## Kutipan Teks
▬▬▬

Netralitas anggota Polri dan
anggota TNI yang diperbantukan menjaga dan mengamankan politik pilkada
juga akan terganggu akibat
diperbolehkannya calon kandidat yang berasal dari anggota militer aktif dan
polisi aktif dalam pilkada. Tentu bagi anggota Polri dan anggota TNI yang diperbantukan tugas mengamankan
pilkada sulit bersikap netral ketika kandidat yang maju adalah berasal dari
TNI ataupun Polri yang masih aktif. Di sini, kestabilan politik dan keamanan
di daerah potensial menjadi rawan.
Apalagi, khusus untuk anggota
militer, hingga kini belum tunduk kepada sistem peradilan umum jika terlibat
pelanggaran dan tindak pidana sehingga ketika terjadi penyimpangan dan
pelanggaran dalam proses pilkada mereka akan berlindung di balik peradilan
militer. Memberikan ruang bagi anggota militer aktif dalam politik pilkada
tanpa adanya reformasi peradilan militer melalui revisi UU No 31/1997 akan
menjadi ancaman serius bagi dinamika demokrasi lokal di daerah.

▬▬▬

## Bahan yang Diberikan
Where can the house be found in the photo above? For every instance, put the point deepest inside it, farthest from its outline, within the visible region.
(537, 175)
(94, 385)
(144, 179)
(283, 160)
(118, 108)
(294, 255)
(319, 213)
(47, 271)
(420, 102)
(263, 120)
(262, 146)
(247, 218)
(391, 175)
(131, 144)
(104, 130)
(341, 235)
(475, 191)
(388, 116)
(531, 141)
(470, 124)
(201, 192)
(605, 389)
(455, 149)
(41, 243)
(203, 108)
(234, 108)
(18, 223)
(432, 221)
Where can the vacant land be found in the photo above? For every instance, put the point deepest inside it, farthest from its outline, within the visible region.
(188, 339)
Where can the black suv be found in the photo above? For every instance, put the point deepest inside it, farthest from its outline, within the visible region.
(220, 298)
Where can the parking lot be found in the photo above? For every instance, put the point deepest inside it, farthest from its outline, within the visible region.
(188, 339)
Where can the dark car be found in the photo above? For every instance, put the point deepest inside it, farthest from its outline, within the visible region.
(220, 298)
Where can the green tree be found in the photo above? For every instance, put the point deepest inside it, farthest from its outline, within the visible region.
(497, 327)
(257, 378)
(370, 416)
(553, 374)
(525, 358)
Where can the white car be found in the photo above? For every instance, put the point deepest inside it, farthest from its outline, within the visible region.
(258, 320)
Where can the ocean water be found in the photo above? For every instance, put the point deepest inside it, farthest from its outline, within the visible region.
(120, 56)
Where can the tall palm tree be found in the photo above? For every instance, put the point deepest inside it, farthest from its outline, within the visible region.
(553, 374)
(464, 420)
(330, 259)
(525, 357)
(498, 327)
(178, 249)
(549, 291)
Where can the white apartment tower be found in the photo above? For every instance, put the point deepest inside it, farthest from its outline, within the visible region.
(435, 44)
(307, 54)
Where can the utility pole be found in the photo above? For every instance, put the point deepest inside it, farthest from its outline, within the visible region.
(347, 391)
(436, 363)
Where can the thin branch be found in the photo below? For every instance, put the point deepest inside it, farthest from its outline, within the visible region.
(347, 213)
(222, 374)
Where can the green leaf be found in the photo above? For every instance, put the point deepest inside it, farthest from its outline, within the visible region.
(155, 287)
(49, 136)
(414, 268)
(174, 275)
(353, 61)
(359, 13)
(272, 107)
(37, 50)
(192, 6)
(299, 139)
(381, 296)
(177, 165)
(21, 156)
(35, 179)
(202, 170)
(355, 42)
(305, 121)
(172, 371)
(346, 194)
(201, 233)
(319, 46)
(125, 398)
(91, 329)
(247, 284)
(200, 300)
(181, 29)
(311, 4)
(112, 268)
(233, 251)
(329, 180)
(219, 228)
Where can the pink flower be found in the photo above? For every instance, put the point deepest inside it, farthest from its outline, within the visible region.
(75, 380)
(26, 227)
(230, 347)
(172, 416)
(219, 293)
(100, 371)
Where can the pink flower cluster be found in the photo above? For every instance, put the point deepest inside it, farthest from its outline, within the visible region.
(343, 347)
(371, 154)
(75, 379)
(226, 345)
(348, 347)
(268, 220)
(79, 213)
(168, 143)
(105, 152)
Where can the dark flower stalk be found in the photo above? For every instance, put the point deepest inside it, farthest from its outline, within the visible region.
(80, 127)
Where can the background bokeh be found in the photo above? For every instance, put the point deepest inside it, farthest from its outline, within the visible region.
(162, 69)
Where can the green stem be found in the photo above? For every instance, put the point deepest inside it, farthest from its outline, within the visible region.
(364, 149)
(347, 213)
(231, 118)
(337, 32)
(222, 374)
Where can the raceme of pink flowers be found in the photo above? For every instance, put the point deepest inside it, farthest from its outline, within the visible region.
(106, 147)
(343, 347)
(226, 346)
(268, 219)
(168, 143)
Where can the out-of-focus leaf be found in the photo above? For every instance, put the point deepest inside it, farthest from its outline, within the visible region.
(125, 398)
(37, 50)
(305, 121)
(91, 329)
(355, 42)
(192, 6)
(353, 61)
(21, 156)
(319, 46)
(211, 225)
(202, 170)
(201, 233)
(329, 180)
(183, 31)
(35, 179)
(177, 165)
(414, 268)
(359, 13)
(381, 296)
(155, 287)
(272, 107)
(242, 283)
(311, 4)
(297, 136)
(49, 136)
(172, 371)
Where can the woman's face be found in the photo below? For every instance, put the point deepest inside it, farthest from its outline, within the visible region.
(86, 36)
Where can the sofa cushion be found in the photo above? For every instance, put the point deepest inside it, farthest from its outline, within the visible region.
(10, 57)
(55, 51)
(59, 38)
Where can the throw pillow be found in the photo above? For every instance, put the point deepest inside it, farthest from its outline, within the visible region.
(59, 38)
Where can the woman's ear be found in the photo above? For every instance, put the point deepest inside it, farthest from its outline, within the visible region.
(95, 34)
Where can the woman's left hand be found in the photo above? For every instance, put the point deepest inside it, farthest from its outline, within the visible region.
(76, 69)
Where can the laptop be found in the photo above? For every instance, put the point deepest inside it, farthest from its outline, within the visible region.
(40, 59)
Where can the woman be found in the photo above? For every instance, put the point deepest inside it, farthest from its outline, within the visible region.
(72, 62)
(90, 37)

▬▬▬

## Soal Latihan 1
Tentukan apakah setiap pernyataan berikut sesuai dengan kutipan tentang pilkada. Jawab ya atau tidak, lalu kutip persis kata-kata penentunya.
(a) Anggota militer sudah tunduk kepada sistem peradilan umum.
(b) Reformasi peradilan militer disebut melalui revisi UU No 31/1997.
(c) Kestabilan politik dan keamanan di daerah berpotensi menjadi rawan.
## Soal Latihan 2
Salin persis bagian kutipan tentang pilkada dari "Apalagi, khusus untuk" sampai "lokal di daerah.".
Gunakan hanya kutipan tentang pilkada sebagai sumber.

## Jawaban Latihan 1
(a) Tidak: "hingga kini belum tunduk kepada sistem peradilan umum"
(b) Ya: "reformasi peradilan militer melalui revisi UU No 31/1997"
(c) Ya: "kestabilan politik dan keamanan di daerah potensial menjadi rawan"

## Jawaban Latihan 2
Apalagi, khusus untuk anggota
militer, hingga kini belum tunduk kepada sistem peradilan umum jika terlibat
pelanggaran dan tindak pidana sehingga ketika terjadi penyimpangan dan
pelanggaran dalam proses pilkada mereka akan berlindung di balik peradilan
militer. Memberikan ruang bagi anggota militer aktif dalam politik pilkada
tanpa adanya reformasi peradilan militer melalui revisi UU No 31/1997 akan
menjadi ancaman serius bagi dinamika demokrasi lokal di daerah.